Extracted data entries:
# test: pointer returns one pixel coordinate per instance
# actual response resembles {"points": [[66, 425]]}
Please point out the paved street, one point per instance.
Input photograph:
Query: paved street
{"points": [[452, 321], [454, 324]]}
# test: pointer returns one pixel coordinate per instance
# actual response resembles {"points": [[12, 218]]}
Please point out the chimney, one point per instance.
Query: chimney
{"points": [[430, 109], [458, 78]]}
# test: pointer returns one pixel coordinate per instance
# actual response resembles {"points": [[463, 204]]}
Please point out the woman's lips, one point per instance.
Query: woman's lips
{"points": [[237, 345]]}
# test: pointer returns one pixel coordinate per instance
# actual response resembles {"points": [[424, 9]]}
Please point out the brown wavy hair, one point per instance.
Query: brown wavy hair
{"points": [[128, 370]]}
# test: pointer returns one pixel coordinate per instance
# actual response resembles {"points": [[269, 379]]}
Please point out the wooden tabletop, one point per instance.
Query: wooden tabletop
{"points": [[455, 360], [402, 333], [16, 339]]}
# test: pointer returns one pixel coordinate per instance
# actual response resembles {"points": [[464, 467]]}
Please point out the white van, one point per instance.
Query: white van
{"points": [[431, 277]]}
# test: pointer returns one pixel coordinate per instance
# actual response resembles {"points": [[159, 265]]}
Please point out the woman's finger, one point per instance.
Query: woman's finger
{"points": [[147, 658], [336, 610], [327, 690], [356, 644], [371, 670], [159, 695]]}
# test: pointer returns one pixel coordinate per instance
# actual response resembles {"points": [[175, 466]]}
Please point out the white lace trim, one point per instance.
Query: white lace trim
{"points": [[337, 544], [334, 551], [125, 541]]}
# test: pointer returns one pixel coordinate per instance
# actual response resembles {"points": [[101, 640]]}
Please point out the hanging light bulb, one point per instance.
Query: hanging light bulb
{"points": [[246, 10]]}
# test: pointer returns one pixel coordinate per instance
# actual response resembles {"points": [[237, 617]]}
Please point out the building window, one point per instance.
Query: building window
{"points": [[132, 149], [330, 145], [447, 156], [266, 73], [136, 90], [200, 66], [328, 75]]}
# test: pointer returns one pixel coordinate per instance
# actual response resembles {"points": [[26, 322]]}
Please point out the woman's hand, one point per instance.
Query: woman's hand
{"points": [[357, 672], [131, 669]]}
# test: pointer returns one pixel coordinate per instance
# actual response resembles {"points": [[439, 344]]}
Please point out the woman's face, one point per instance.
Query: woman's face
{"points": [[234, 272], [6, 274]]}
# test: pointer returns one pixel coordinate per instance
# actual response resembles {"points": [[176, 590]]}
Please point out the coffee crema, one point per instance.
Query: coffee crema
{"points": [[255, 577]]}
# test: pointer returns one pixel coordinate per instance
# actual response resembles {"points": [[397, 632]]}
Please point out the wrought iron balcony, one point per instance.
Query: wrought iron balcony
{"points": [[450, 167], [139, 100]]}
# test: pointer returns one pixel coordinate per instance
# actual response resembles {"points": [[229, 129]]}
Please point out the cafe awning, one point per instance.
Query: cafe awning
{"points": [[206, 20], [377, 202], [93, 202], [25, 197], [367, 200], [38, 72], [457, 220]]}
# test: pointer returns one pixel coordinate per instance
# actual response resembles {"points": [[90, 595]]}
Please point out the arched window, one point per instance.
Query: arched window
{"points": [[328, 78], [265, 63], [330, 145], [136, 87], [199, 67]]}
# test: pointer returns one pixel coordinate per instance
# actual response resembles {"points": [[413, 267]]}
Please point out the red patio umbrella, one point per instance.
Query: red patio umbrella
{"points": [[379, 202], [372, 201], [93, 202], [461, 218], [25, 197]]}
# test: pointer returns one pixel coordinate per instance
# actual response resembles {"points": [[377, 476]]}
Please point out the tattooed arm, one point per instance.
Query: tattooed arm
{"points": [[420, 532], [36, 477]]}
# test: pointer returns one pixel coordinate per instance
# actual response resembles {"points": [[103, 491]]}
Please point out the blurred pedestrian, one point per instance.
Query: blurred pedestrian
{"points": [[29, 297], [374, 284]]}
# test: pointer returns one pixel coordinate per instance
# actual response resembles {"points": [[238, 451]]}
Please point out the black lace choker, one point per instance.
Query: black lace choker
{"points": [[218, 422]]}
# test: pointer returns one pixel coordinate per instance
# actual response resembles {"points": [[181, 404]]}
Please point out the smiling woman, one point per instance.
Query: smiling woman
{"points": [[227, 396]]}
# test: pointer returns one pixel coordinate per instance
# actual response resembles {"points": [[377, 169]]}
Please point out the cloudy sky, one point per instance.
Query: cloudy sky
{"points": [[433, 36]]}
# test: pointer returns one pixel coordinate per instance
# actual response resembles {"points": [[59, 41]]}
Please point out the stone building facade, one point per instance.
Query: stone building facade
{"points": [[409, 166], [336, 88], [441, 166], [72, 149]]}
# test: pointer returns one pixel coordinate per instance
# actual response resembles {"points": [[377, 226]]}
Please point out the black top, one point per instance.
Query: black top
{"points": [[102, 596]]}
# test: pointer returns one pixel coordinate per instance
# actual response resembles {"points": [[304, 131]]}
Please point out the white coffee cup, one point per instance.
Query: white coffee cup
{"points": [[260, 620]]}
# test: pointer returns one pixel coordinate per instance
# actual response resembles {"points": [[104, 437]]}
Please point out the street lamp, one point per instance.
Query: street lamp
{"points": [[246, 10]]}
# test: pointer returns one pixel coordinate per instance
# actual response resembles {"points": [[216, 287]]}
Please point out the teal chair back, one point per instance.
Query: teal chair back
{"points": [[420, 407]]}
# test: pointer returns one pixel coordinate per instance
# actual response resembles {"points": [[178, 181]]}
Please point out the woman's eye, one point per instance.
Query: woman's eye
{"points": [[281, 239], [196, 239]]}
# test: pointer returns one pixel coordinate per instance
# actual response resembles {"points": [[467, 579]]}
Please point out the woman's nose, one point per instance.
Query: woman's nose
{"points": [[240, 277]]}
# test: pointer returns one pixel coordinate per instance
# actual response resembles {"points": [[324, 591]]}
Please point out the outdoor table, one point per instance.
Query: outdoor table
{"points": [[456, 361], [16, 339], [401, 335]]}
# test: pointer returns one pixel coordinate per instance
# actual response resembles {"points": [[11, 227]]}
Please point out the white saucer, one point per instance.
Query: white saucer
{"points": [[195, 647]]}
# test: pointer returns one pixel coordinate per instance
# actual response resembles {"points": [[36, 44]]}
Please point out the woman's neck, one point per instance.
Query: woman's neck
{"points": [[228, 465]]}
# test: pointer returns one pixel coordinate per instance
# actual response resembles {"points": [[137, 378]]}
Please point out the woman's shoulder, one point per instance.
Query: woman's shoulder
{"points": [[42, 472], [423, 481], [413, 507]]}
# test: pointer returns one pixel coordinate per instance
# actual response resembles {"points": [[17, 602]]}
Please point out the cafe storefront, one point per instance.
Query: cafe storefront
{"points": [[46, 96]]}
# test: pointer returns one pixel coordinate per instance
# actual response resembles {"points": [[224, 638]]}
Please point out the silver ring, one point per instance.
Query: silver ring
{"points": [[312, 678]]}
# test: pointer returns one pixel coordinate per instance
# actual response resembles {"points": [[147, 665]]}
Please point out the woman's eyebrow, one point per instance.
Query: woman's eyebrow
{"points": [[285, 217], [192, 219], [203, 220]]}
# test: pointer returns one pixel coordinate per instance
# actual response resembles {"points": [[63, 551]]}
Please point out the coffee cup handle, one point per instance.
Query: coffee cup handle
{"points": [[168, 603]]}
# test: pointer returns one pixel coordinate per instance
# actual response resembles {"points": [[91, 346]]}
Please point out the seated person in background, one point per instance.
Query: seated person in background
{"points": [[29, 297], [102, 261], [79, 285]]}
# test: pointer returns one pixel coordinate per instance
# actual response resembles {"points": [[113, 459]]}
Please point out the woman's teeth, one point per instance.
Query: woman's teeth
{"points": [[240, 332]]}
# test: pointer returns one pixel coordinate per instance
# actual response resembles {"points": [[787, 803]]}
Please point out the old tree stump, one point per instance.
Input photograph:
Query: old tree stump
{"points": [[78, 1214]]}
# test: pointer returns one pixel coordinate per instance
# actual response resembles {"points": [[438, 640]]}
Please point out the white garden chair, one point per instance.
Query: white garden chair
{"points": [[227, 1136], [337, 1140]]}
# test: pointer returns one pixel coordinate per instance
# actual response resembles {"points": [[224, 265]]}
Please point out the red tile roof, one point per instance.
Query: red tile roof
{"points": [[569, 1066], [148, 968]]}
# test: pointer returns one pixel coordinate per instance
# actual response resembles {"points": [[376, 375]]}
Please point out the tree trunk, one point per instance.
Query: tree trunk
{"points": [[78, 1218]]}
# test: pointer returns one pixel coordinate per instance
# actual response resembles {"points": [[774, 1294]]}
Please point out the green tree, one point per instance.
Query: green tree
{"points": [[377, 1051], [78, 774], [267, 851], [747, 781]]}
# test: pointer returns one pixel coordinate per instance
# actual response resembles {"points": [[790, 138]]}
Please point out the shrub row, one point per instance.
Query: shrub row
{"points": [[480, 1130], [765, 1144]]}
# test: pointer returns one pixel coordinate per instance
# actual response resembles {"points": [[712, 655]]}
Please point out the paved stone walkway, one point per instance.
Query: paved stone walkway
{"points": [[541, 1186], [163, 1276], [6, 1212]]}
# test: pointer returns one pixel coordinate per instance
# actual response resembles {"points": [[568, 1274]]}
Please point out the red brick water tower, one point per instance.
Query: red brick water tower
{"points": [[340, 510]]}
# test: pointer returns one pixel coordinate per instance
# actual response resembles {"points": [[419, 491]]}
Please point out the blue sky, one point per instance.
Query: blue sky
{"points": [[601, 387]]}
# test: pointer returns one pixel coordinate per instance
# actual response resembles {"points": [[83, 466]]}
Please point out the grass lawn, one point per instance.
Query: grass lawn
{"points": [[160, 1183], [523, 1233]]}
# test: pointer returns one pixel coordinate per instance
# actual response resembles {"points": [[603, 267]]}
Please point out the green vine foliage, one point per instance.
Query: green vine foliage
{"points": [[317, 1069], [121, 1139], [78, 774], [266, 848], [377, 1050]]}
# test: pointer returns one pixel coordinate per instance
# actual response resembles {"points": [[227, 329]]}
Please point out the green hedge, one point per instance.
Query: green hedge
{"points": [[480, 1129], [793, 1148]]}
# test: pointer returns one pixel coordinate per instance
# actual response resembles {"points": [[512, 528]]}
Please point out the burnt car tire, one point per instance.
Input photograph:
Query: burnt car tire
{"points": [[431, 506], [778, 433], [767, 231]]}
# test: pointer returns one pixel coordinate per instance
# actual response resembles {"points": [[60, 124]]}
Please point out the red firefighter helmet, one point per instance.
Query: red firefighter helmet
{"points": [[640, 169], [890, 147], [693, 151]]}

### [Goal]
Pull out every line in the records above that has the word "handle" in it.

### [Written solution]
Please point out the coffee cup handle, one point per instance.
Query: coffee cup handle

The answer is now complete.